• [Task instructions]: Write out every line of the records below as a JSON list of strings, one string per line, and leave out any blank lines.

Records for location labeling:
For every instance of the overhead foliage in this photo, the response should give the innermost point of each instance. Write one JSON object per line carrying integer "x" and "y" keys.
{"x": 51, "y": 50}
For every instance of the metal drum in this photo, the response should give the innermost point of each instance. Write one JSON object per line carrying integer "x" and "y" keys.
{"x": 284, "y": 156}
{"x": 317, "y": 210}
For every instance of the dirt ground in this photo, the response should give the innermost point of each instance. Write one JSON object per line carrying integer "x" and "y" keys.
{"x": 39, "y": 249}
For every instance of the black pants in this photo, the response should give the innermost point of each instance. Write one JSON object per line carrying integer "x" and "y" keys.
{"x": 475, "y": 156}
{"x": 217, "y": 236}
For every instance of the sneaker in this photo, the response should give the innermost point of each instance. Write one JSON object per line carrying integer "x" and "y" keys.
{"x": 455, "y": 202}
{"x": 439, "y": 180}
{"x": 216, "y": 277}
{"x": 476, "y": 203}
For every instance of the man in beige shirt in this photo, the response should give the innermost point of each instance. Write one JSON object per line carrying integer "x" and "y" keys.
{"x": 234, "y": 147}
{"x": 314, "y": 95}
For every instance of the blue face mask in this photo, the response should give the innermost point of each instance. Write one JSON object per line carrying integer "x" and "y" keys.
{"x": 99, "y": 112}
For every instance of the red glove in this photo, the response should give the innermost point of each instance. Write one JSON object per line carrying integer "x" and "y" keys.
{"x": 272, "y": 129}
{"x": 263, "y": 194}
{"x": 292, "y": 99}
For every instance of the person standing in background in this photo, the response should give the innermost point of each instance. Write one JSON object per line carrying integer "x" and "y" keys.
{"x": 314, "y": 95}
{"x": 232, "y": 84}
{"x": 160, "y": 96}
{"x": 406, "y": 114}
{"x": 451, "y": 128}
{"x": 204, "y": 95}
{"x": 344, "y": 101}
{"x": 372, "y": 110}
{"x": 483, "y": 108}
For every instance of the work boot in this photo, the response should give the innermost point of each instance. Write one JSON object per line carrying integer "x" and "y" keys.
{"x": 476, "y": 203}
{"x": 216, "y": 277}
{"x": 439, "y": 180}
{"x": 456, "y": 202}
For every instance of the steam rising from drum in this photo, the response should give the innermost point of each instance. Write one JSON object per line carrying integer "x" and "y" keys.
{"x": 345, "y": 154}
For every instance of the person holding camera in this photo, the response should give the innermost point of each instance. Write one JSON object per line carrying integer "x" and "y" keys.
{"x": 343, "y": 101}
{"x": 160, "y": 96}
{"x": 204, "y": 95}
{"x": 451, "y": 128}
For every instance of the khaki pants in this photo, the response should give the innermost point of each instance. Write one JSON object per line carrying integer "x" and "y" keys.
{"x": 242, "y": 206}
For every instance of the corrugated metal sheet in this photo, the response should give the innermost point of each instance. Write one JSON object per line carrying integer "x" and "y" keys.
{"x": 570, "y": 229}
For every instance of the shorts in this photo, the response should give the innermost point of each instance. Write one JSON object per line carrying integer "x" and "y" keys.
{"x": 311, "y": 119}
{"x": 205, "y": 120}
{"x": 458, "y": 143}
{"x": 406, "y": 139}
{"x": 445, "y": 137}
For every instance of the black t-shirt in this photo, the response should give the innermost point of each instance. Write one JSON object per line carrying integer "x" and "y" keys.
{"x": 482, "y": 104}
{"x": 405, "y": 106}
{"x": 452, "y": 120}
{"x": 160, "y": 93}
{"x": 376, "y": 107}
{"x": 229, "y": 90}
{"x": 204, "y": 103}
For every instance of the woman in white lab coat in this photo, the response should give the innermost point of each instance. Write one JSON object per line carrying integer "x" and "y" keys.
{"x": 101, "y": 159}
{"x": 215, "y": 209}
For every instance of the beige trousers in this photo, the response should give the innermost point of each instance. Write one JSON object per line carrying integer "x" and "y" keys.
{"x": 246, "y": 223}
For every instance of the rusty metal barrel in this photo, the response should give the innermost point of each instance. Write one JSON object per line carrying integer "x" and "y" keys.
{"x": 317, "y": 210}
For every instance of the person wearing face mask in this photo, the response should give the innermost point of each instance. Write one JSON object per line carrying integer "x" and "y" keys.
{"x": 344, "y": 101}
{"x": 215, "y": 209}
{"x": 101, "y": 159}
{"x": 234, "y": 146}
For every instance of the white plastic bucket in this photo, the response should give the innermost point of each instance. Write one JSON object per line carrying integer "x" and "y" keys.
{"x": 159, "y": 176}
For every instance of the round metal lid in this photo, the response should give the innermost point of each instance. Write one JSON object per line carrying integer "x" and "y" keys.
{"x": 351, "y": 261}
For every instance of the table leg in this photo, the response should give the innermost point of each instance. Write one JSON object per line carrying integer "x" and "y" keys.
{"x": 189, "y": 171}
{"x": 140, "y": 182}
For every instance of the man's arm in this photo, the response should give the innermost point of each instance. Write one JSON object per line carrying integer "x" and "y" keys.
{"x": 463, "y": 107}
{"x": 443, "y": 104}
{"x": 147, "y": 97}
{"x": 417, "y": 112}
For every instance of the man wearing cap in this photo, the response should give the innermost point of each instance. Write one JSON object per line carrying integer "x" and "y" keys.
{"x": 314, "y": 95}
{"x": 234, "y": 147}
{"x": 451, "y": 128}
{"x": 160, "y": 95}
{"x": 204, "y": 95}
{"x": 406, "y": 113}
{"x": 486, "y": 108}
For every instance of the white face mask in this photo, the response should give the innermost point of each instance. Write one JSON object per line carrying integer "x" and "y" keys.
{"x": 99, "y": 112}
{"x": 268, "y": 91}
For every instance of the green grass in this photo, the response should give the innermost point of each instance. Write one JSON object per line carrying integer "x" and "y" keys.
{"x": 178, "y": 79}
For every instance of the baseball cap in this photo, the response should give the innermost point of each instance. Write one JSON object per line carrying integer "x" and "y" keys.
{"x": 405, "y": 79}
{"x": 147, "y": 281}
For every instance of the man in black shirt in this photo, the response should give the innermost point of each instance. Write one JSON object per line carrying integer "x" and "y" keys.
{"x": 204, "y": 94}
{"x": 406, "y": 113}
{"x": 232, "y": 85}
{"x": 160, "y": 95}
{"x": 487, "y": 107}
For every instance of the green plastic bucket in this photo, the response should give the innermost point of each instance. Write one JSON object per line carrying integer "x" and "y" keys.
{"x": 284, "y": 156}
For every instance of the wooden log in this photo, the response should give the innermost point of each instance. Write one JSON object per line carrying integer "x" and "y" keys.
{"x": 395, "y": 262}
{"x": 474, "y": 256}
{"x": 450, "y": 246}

• [Task response]:
[
  "For every instance of the overhead foliage in this photo, the response should give the innermost point of each instance. Write one JSON object per line carrying integer \"x\" and \"y\" keys.",
  "{\"x\": 51, \"y\": 50}",
  "For every instance of the metal drum in this photo, the response should give the innermost point of each instance. Write one JSON object per line carrying integer \"x\" and \"y\" keys.",
  "{\"x\": 284, \"y\": 156}",
  "{\"x\": 317, \"y\": 210}",
  "For every instance of the dirt ground in this photo, the response should give the innermost point of each instance. Write one JSON object per line carrying integer \"x\" and \"y\" keys.",
  "{\"x\": 39, \"y\": 249}",
  "For every instance of the black pants in this photo, the response should give the innermost point of each instance. Write one JSON object per line carrying integer \"x\" and \"y\" keys.",
  "{\"x\": 475, \"y\": 156}",
  "{\"x\": 217, \"y\": 236}",
  "For every instance of the sneaker in this photo, the response should give the innermost point of each instance. Write one JSON object per line carrying integer \"x\" and \"y\" keys.",
  "{\"x\": 455, \"y\": 202}",
  "{\"x\": 439, \"y\": 180}",
  "{\"x\": 216, \"y\": 277}",
  "{\"x\": 476, \"y\": 203}",
  "For every instance of the man in beige shirt in this photo, the response should give the innermost point of each instance. Write one JSON object per line carrying integer \"x\" and \"y\" keys.",
  "{\"x\": 234, \"y\": 147}",
  "{\"x\": 314, \"y\": 95}",
  "For every instance of the blue face mask in this photo, the response should give the innermost point of each instance. Write one JSON object per line carrying integer \"x\" and \"y\" keys.",
  "{\"x\": 99, \"y\": 112}",
  "For every instance of the red glove in this photo, the response should give the innermost point of each instance. Write one JSON object per line carrying integer \"x\" and \"y\" keys.",
  "{\"x\": 272, \"y\": 129}",
  "{\"x\": 263, \"y\": 194}",
  "{\"x\": 292, \"y\": 99}",
  "For every instance of the person standing in background in this photo, the response should give the innermost point of each instance. Write one JSON object per line carrying integer \"x\" and \"y\" keys.",
  "{\"x\": 314, \"y\": 95}",
  "{\"x\": 232, \"y\": 84}",
  "{\"x\": 160, \"y\": 96}",
  "{\"x\": 406, \"y\": 114}",
  "{\"x\": 451, \"y\": 128}",
  "{\"x\": 204, \"y\": 95}",
  "{\"x\": 344, \"y\": 101}",
  "{\"x\": 372, \"y\": 110}",
  "{\"x\": 483, \"y\": 108}",
  "For every instance of the work boot in this photo, the response should give the innermost point of each instance. Write one JSON object per line carrying integer \"x\" and \"y\" keys.",
  "{\"x\": 476, \"y\": 203}",
  "{\"x\": 216, \"y\": 277}",
  "{\"x\": 439, \"y\": 180}",
  "{\"x\": 456, \"y\": 202}",
  "For every instance of the steam rising from drum in this photo, the response should give the innermost point of each instance. Write one JSON object per line carrying integer \"x\" and \"y\" keys.",
  "{\"x\": 345, \"y\": 154}",
  "For every instance of the person holding camera in this photo, the response should give the innermost point of each instance. Write one JSON object per line carrying integer \"x\" and \"y\" keys.",
  "{\"x\": 343, \"y\": 101}",
  "{\"x\": 160, \"y\": 96}",
  "{\"x\": 204, \"y\": 95}",
  "{\"x\": 451, \"y\": 128}",
  "For every instance of the khaki pants in this photo, the response should give the innermost point of each instance. Write one JSON object per line carrying integer \"x\" and \"y\" keys.",
  "{\"x\": 242, \"y\": 206}",
  "For every instance of the corrugated metal sheet in this photo, the response should give the innermost point of each instance. Write one JSON object per line carrying integer \"x\" and \"y\" keys.",
  "{\"x\": 570, \"y\": 229}",
  "For every instance of the shorts in this photo, the response should give the innermost point of each instance. Write one JSON object per line carrying integer \"x\" and \"y\" keys.",
  "{\"x\": 311, \"y\": 119}",
  "{\"x\": 205, \"y\": 120}",
  "{\"x\": 458, \"y\": 143}",
  "{\"x\": 406, \"y\": 139}",
  "{\"x\": 445, \"y\": 137}",
  "For every instance of the black t-shirt in this photo, the response should give the innermost point of each instance. Write one JSON object per line carrying integer \"x\" and \"y\" keys.",
  "{\"x\": 482, \"y\": 104}",
  "{\"x\": 405, \"y\": 106}",
  "{\"x\": 452, \"y\": 120}",
  "{\"x\": 160, \"y\": 93}",
  "{\"x\": 376, \"y\": 107}",
  "{\"x\": 229, \"y\": 90}",
  "{\"x\": 204, \"y\": 103}",
  "For every instance of the woman in white lab coat in this photo, the response should give the innermost point of each instance. Write one JSON object per line carrying integer \"x\" and \"y\" keys.",
  "{\"x\": 101, \"y\": 159}",
  "{\"x\": 215, \"y\": 209}",
  "For every instance of the beige trousers in this photo, the response should give the innermost point of each instance. Write one JSON object per line carrying integer \"x\" and \"y\" keys.",
  "{\"x\": 246, \"y\": 223}",
  "For every instance of the rusty metal barrel in this photo, the response should give the innermost point of each instance. Write one JSON object per line carrying integer \"x\" and \"y\" keys.",
  "{\"x\": 317, \"y\": 210}",
  "For every instance of the person wearing face mask in this photo, the response should give the innermost point of each instance. Write one JSON object per line carrying integer \"x\" and \"y\" keys.",
  "{\"x\": 344, \"y\": 101}",
  "{\"x\": 215, \"y\": 209}",
  "{\"x\": 101, \"y\": 159}",
  "{\"x\": 234, \"y\": 146}",
  "For every instance of the white plastic bucket in this photo, the response should give the innermost point of each instance. Write one JSON object per line carrying integer \"x\" and \"y\" keys.",
  "{\"x\": 159, \"y\": 176}",
  "For every instance of the round metal lid in this photo, the response should give the innermost point of each instance. Write one JSON object per line carrying integer \"x\" and \"y\" keys.",
  "{\"x\": 351, \"y\": 261}",
  "For every instance of the table leg in this photo, the response should give the innermost point of each instance. Write one JSON object per line carrying integer \"x\" and \"y\" keys.",
  "{\"x\": 189, \"y\": 171}",
  "{\"x\": 140, \"y\": 182}",
  "For every instance of the man's arm in this photo, the response should give the innermost point of each instance. Write one JSON object per line carrying integer \"x\" and \"y\" keys.",
  "{\"x\": 463, \"y\": 107}",
  "{\"x\": 443, \"y\": 104}",
  "{\"x\": 147, \"y\": 97}",
  "{\"x\": 417, \"y\": 112}",
  "For every instance of the man wearing cap in this photo, the response should give the innermost point of each instance. Write one JSON object per line carrying integer \"x\" and \"y\" keys.",
  "{\"x\": 314, \"y\": 95}",
  "{\"x\": 234, \"y\": 147}",
  "{\"x\": 451, \"y\": 128}",
  "{\"x\": 160, \"y\": 95}",
  "{\"x\": 204, \"y\": 95}",
  "{\"x\": 406, \"y\": 113}",
  "{\"x\": 486, \"y\": 108}",
  "For every instance of the white face mask in this photo, the response should give the innermost point of each instance. Write one JSON object per line carrying integer \"x\" and \"y\" keys.",
  "{\"x\": 99, \"y\": 112}",
  "{\"x\": 268, \"y\": 91}",
  "For every instance of the green grass in this photo, the response should give the innermost point of each instance. Write one JSON object per line carrying integer \"x\" and \"y\" keys.",
  "{\"x\": 178, \"y\": 79}",
  "For every instance of the baseball cap in this photo, the response should give the innermost point of each instance. Write one JSON object per line carrying integer \"x\" and \"y\" keys.",
  "{\"x\": 405, \"y\": 79}",
  "{\"x\": 147, \"y\": 281}",
  "For every instance of the man in black shirt in this photo, the response should give the innermost point of each instance. Write one JSON object per line carrying integer \"x\" and \"y\" keys.",
  "{\"x\": 204, \"y\": 94}",
  "{\"x\": 406, \"y\": 113}",
  "{\"x\": 232, \"y\": 85}",
  "{\"x\": 160, \"y\": 95}",
  "{\"x\": 487, \"y\": 107}",
  "For every instance of the green plastic bucket in this photo, the response should give the innermost point of each instance. Write one JSON object per line carrying integer \"x\" and \"y\" keys.",
  "{\"x\": 284, \"y\": 156}",
  "For every instance of the wooden log in this photo, the response should give the innermost point of each instance. Write one JSON object per line carrying integer \"x\" and \"y\" keys.",
  "{\"x\": 395, \"y\": 262}",
  "{\"x\": 474, \"y\": 256}",
  "{\"x\": 450, \"y\": 246}"
]